:: Reading passage ::
Tried to write a process-based timeout (sync) on the cheap, like this:
from concurrent.futures import ProcessPoolExecutor
def call_with_timeout(func, *args, timeout=3):
with ProcessPoolExecutor(max_workers=1) as pool:
future = pool.submit(func, *args)
result = future.result(timeout=timeout)
But it seems the timeout argument passed to future.result doesn't really work as advertised.
>>> t0 = time.time()
... call_with_timeout(time.sleep, 2, timeout=3)
... delta = time.time() - t0
... print('wall time:', delta)
wall time: 2.016767978668213
OK.
>>> t0 = time.time()
... call_with_timeout(time.sleep, 5, timeout=3)
... delta = time.time() - t0
... print('wall time:', delta)
# TimeoutError
Not OK - unblocked after 5 seconds, not 3 seconds.
Related questions show how to do this with thread pools, or with signal. How to timeout a process submitted to a pool after n seconds, without using any _private API of multiprocessing? Hard kill is fine, no need to request a clean shutdown.
:::
:: Extracted data ::
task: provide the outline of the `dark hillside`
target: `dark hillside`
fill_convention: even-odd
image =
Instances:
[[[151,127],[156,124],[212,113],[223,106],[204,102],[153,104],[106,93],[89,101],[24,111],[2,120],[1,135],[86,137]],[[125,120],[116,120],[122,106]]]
:::
:: Extracted data ::
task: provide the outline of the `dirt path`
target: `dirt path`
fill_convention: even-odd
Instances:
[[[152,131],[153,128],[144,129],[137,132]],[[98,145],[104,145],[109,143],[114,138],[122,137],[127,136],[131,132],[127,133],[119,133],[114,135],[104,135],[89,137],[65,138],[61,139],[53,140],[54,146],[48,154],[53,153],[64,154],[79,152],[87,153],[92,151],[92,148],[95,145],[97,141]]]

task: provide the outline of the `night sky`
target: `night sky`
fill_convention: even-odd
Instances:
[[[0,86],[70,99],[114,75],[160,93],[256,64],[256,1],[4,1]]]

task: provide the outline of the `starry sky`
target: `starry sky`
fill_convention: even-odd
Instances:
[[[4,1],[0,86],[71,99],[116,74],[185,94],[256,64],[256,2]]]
:::
Challenge —
Continue the forum post about timing out a ProcessPoolExecutor call, starting after its last sentence.

Task answer —
You might want to take a look at pebble.
Its ProcessPool was designed to solve this exact issue: enable timeout and cancellation of running tasks without the need of shutting down the entire pool.
When a future times out or is cancelled, the worker gets actually terminated effectively stopping the execution of the scheduled function.
Timeout:
pool = pebble.ProcessPool(max_workers=1)
future = pool.schedule(func, args=args, timeout=1)
try:
future.result()
except TimeoutError:
print("Timeout")
Example:
def call_with_timeout(func, *args, timeout=3):
pool = pebble.ProcessPool(max_workers=1)
with pool:
future = pool.schedule(func, args=args, timeout=timeout)
return future.result()